[Passage to read — start]
At least 150 critically endangered vultures have been poisoned in separate incidents in Botswana and South Africa, conservationists said last Friday, warning that the killings were pushing the birds closer to extinction.

Poisoning of vultures is not uncommon in wildlife-rich southern Africa, where they are targeted by poachers because they attract unwanted attention to their illegal activities.

Their heads are also used in traditional medicine, according to wildlife groups. In the latest incidents, more than 50 white-backed vultures were found dead in Botswana’s northern Chobe district last Friday.

About 100 more were spotted in the Kruger National Park last Thursday, according to vulture conservation group Vulpro.

In both cases, the birds died after feeding on a buffalo carcass that appeared to be laced with poison, said vulture conservation program founder Carrie Wolter.

“What makes it even more catastrophic is that it’s breeding season,” Walter said, explaining that chicks cannot survive without their parents.

ALSO READ: More than 100 vultures die in suspected poisoning in Kruger Park

Park officials in South Africa said they were investigating the incident, adding that some of the carcasses appeared to have been harvested for body parts.

“Given the critical status of vultures worldwide, poisonings on this scale put the species at increasing risk of extinction,” Yolan Fridman, head of conservation at the Endangered Wildlife Trust, said in a statement about the Kruger incident.

The white-backed vulture is included in the Red List of endangered birds of the International Union for Conservation of Nature.

One of the largest vulture deaths recorded in recent years in Botswana was in 2019, when 537 carcasses were found in Chobe Game Reserve after they ate the carcasses of three elephants killed by poachers.
[Passage to read — finish]
■ Exercise goal:
According to the vulture article, how many white-backed vultures were found dead in Botswana's northern Chobe district? Please answer in a few words. The entries have no connection to the vulture article.
[Available data — start]
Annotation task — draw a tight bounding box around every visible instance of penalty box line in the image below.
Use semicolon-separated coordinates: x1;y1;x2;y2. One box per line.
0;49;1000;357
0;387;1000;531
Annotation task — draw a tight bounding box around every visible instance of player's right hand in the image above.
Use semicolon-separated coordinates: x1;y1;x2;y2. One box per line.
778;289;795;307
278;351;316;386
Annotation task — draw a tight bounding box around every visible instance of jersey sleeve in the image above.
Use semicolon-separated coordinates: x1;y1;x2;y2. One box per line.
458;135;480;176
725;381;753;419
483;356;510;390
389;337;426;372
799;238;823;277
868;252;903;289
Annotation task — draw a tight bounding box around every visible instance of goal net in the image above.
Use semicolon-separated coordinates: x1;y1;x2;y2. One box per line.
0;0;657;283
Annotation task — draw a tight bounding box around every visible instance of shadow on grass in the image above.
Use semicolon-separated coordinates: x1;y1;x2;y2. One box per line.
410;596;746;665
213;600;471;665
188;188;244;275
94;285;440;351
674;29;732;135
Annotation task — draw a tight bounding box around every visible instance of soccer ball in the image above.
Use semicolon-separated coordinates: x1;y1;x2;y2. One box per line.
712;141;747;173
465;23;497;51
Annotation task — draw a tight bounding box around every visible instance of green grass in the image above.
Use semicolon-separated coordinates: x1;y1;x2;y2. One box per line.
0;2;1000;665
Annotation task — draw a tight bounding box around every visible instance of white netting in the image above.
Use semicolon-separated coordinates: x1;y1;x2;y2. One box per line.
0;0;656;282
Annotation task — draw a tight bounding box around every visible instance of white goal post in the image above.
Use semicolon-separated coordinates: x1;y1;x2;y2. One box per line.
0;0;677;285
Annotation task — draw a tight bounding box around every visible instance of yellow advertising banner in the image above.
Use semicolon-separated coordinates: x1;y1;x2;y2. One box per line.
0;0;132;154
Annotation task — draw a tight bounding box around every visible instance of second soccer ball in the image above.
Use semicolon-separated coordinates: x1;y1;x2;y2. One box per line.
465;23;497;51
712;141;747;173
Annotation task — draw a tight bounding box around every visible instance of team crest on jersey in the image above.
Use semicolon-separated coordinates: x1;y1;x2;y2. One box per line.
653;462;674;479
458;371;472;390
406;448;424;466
[Available data — finish]
■ Finished exercise:
More than 50.